→ PAGE EXCERPT
━━━━━━━━━━━━━━━━
My Memories of Justice Sandra Day O’Connor

The Bencher—May/June 2024

By Mick Lerner, Esquire

America lost one of its treasures when retired Supreme Court Justice Sandra Day O’Connor passed away on December 1, 2023, at the age of 93. Each time I had the extraordinary privilege of speaking with her, I was in the presence of one of the greatest Supreme Court justices in history, not simply because of her selection as the first female justice but also because of her performance on the court.

She has been called “The Most Consequential Justice,” who sided with the majority in many five-to-four decisions during her almost 25 years on the bench, such that some court commentators called it “The O’Connor Court.”

The historic significance of her appointment to the court is well-recognized and well-recorded, including how she became a justice, then adeptly and brilliantly fulfilled her role, paving the way for other female justices. Her ability to develop friendships with other justices and build coalitions by navigating among their disagreements helped resolve some of the most significant issues during her time on the court.

The analyses and wording in the majority opinions she authored are not the only part of her great legacy. As a role model for a generation of young women, she inspired them to believe they, too, could break the glass ceiling in the legal profession, in the judiciary, and elsewhere. And she was a champion for civics education in schools and for ethics and civility in public discourse.

Based upon the few meetings I had with Justice O’Connor, I want to emphasize some of her outstanding aspects:

First was her unwavering enthusiasm for women to become lawyers and judges and her constant proselytizing, whenever speaking to women in any group, encouraging them to seek positions in the judiciary.

The second, in her later life, was creation of the iCivics internet educational program and her often-stated conviction that there is an absolute need for civics education for K–12 students.

Third was her constant, enthusiastic, and articulate support of the American Inns of Court and its movement—support that took the form of attendance at numerous American Inns of Court events and many speeches promoting the mission and accomplishments of Inns around the country.

Her second biography, The Majesty of the Law, consists of reflections as a justice, with in-depth, well-thought-out reflections about her nomination to the court, her interaction with other justices, her view of the court’s procedures, and her appraisal of the weighty issues that came before her on the court and how she dealt with them.
In the book, she also discussed her views of the role of lawyers and the reasons she supported the American Inns of Court so fervently.

I first met Justice O’Connor at the 2001 American Inns of Court Celebration of Excellence. Knowing of her relationship with Stanford University, having received undergraduate and law school degrees there, I mentioned that I had attended the annual Stanford Reunion on the campus in Palo Alto the week before. Both she and her husband were excited to hear about the reunion. It was then that I learned how supportive she had become of the American Inns of Court, on which board I was serving as a trustee.
━━━━━━━━━━━━━━━━
→ TO-DO LIST
1) According to the O'Connor tribute, at what event did the author first meet Justice O'Connor?
2) Please carry the O'Connor tribute forward with the next part, picking up after its final sentence.

[Coordinate labeling data]
━━━━━━━━━━━━━━━━
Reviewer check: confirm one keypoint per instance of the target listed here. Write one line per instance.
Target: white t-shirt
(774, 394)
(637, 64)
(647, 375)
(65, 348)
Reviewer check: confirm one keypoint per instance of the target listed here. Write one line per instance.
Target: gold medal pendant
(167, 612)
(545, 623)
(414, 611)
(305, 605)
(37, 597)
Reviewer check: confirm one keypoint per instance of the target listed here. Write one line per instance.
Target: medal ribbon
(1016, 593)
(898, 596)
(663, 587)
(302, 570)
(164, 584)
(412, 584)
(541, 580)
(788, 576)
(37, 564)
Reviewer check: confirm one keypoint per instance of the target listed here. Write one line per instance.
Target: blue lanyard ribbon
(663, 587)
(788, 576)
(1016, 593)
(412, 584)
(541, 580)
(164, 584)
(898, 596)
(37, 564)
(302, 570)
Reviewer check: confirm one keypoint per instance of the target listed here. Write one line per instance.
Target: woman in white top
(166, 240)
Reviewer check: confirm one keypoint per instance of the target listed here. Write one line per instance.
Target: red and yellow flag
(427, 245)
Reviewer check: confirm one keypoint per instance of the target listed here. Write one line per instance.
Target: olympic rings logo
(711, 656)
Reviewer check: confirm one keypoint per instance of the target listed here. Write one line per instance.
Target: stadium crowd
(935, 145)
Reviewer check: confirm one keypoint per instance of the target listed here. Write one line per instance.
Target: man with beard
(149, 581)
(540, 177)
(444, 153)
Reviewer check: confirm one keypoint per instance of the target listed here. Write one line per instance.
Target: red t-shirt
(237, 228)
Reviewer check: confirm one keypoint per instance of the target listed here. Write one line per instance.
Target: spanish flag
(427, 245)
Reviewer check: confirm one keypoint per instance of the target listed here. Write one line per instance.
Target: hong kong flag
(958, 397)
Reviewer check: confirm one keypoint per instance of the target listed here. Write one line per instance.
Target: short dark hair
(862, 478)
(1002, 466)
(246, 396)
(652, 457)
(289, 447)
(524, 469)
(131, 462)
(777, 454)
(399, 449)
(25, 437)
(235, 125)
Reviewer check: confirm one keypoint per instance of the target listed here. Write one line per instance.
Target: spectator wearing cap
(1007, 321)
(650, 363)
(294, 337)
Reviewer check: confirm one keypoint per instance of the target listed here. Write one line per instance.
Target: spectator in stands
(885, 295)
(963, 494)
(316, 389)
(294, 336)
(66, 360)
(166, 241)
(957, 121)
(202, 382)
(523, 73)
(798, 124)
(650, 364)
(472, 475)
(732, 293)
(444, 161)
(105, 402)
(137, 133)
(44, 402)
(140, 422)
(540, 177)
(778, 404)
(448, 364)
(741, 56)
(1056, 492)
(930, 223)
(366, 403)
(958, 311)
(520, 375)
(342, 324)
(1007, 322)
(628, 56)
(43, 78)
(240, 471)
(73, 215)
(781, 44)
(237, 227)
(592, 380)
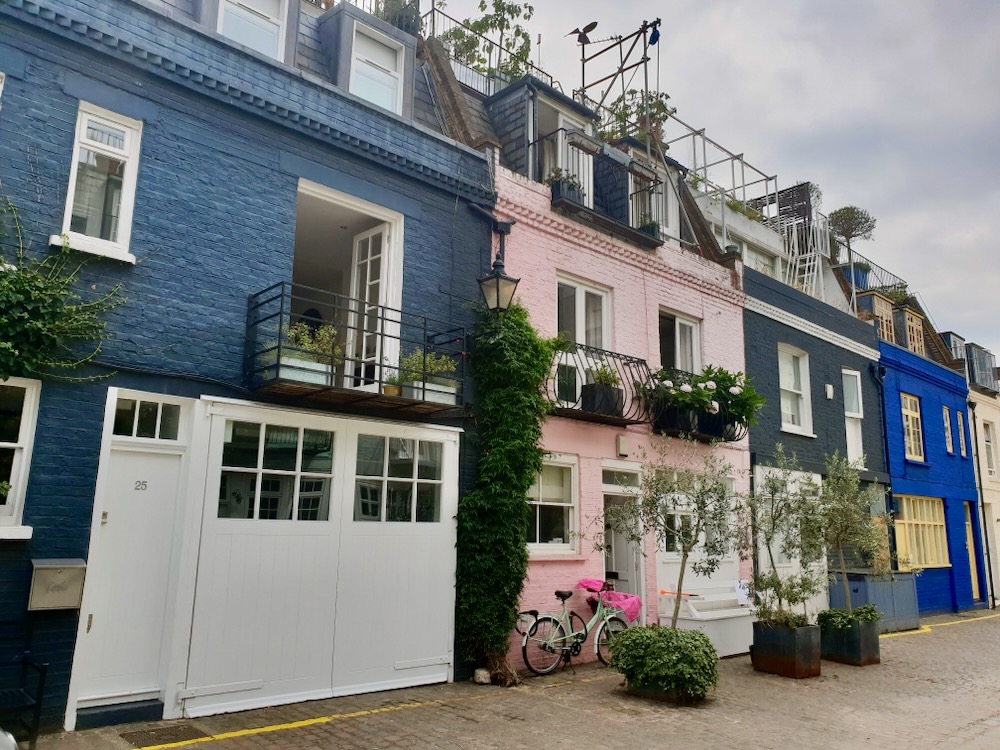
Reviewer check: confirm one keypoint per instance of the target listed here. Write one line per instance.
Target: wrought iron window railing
━━━━━━━━━━━━━━━━
→ ANSWERS TO THE EXERCISE
1) At the 2001 American Inns of Court Celebration of Excellence.

2)
My next opportunity to talk with Justice O’Connor was in May 2005, when she came to Kansas City to receive the Harry S. Truman Good Neighbor Award. Noting she had a copy of his “The Buck Stops Here” sign on her chambers desk, she explained that, as a Supreme Court justice, she too could not pass the buck to others and had to make difficult decisions, just as Truman did during his presidency.

At the private dinner the night before the award luncheon, she recounted how, when interviewing for employment in a prestigious law firm after graduating third in her Stanford Law School class, she was asked how fast she could type, indicating she would be considered to become a secretary there. That story conveyed how much discrimination women faced in the 1950s and how extraordinary it had been for her to ultimately be nominated to the Supreme Court of the United States.

At the 2005 Celebration of Excellence, I watched as groups of young women approached Justice O’Connor, who asked what each planned to do with their legal training, then encouraged them to consider pursuing a judicial position.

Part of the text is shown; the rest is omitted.